What you will do: Below are lines of data; restate word for word those running from the line containing "column 426, row 355" to the line containing "column 208, row 22", inclusive, and no others.

[Region pointing data]
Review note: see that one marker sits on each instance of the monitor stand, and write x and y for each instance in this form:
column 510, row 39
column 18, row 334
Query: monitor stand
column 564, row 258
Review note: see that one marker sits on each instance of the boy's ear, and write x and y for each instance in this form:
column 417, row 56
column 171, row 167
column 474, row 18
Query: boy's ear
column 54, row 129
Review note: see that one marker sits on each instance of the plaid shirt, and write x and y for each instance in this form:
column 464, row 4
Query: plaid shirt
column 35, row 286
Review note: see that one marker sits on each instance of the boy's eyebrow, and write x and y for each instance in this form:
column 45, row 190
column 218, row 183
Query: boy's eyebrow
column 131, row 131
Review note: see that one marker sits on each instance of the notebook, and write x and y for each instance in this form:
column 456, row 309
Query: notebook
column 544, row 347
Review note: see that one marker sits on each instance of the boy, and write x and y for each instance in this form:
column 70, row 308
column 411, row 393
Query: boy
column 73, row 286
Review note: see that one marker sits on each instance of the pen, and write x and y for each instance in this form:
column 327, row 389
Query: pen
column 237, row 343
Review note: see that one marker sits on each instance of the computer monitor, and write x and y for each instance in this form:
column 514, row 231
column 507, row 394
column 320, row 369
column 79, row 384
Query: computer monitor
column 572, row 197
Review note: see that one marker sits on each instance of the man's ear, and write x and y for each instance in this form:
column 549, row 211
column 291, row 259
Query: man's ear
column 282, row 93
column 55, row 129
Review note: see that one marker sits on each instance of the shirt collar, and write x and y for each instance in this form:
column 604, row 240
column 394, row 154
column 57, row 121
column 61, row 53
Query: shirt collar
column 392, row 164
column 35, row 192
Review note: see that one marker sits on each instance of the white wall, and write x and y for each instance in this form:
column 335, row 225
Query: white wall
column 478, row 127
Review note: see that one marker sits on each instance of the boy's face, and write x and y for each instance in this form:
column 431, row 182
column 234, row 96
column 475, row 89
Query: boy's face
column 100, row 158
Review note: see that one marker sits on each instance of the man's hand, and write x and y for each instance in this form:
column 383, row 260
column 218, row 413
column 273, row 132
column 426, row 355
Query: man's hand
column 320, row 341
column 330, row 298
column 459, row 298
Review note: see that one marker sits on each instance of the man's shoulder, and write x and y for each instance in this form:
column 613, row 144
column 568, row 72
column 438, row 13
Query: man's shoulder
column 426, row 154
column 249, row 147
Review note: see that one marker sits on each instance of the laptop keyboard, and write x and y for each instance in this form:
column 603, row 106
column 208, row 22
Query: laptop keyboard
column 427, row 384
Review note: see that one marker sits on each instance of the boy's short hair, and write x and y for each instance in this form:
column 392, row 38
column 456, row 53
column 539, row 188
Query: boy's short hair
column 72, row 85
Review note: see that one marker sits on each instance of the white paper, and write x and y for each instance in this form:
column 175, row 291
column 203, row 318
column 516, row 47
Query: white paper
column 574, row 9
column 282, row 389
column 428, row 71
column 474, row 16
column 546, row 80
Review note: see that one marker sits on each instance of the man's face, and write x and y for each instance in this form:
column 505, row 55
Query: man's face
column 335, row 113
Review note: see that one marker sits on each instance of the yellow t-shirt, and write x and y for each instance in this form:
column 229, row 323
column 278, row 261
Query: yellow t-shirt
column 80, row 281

Problem solution:
column 426, row 355
Query: man's hand
column 320, row 341
column 330, row 298
column 459, row 298
Review note: see that one marker sits on each instance of the man's shoulder, and write x and y for each instance in this form:
column 613, row 144
column 568, row 72
column 438, row 13
Query: man's shoulder
column 426, row 154
column 249, row 147
Review note: see that one marker sits on each instance of the laptop keyboard, and write x and y for each instance in this form:
column 603, row 106
column 208, row 22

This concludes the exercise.